▸ Passage
Ideas for my husband and me.

My husband and I want to try the orgasm denial. I've been reading about it but not really sure how to start. Our funds are a little low and all our toys are dead. Is their anything else we can do? Is it even safe to do right now, I'm 7 months pregnant? Any ideas? Thank you for all positive feedback and ideas. It's a hard thing for me to go public so I'd be greatful for no negative comments.

Comments

Andrea211's picture

Ideas

Hello,

If you want a cheap yet effective vibrator, an electric toothbrush works very well.

As far as being pregnant, I seriously doubt that would be unsafe. But I've never been pregnant so perhaps Dr. Chicki Lewis or Dr. Mongojerry can better answer that one. ;)

pregnant

Dear Andrea,

I was pregnant two times. If you are healthy, it is no problem to have sex in any way. Just know: high arousal produces oxytoxin and this can give you contractions in the womb. Some are okay, let us say if you orgasm, a lot of them (e.g. by heavy edging) could lead to miscarriage. So be a bit careful and do not evove such contractions often. Additional: Ask your gynecologist about sex in pregnancy in your case. Is your cervix weak or okay?

You do not need any sextoys for good sex - what are the hands and the brain for? Each of you could explore alone (!) your own sexuality new by touching yourself in all ways you can imagine every day for about 20 min. You might orgasm afterwards or decide to not to orgasm. After this week you teach what you learned about yourself. The roles are very important to keep: one teaches, one tries to learn. Then change roles (the same day or another day). If you have sex, stick to this roles. One is strictly active (the pupil) and the other is strictly passive (the teacher). You may assign a certain period of time (30 min?) to do this.
It is very important to look positive at the learning, to allow for al lot of trying and faults and retrying. Try to get the most arousal out of it - the way to get there is secondary. Sometimes one does not dare to ask the other to do something. Try to agree upon that any wishes are okay and saying "no" to it, is also okay. Try to share fantasies you are ashamed of, even those who could never come true (e.g. being fuckt by a horse, whipping a women you fuck so hard that blood flows). Maybe, your partner has similar ideas? You never know if you never talk about it. The aim is to allow for faults, to be tolerant to each other, if you are not afraid to make faults, or to shock your partner, you feel much more free and this enhances lust.

▸ Information provided
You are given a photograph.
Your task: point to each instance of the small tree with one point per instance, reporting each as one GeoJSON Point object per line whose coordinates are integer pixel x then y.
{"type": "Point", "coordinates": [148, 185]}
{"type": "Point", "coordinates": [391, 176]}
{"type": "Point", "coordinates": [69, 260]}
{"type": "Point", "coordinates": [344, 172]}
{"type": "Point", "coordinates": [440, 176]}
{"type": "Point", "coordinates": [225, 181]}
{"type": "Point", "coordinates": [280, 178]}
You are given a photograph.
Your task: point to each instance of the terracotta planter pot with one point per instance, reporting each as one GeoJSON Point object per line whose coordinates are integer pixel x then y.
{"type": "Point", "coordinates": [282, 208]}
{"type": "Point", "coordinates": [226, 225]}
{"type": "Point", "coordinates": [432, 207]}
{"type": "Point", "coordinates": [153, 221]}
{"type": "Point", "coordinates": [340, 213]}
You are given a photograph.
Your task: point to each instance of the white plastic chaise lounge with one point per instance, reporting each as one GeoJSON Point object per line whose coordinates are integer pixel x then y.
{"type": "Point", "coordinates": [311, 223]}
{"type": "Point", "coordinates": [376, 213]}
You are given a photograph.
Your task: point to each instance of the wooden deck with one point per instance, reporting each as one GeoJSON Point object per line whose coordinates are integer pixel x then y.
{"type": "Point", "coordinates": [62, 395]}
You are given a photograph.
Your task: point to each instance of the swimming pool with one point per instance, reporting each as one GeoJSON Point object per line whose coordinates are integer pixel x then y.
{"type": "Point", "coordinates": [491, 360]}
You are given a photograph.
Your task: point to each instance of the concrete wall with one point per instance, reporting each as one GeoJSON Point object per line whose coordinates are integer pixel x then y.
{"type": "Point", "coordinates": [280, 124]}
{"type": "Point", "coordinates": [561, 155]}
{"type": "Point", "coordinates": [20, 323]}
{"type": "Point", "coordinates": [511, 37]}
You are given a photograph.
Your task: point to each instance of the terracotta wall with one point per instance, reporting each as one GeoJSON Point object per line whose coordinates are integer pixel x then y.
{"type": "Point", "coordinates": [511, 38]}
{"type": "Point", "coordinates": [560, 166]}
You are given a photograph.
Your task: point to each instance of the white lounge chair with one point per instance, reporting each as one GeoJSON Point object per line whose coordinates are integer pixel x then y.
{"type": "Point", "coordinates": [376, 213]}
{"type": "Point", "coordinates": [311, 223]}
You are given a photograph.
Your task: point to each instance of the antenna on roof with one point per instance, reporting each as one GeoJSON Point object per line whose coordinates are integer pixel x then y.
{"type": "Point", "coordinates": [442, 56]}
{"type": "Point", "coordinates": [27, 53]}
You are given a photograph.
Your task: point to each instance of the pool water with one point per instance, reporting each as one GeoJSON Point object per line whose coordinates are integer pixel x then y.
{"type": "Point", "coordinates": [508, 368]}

▸ Required work
Reproduce the forum thread on pregnancy and orgasm denial word for word, starting with the words "My husband and I" and stopping after the words "that one. ;)".

▸ Solution to the problem
My husband and I want to try the orgasm denial. I've been reading about it but not really sure how to start. Our funds are a little low and all our toys are dead. Is their anything else we can do? Is it even safe to do right now, I'm 7 months pregnant? Any ideas? Thank you for all positive feedback and ideas. It's a hard thing for me to go public so I'd be greatful for no negative comments.

Comments

Andrea211's picture

Ideas

Hello,

If you want a cheap yet effective vibrator, an electric toothbrush works very well.

As far as being pregnant, I seriously doubt that would be unsafe. But I've never been pregnant so perhaps Dr. Chicki Lewis or Dr. Mongojerry can better answer that one. ;)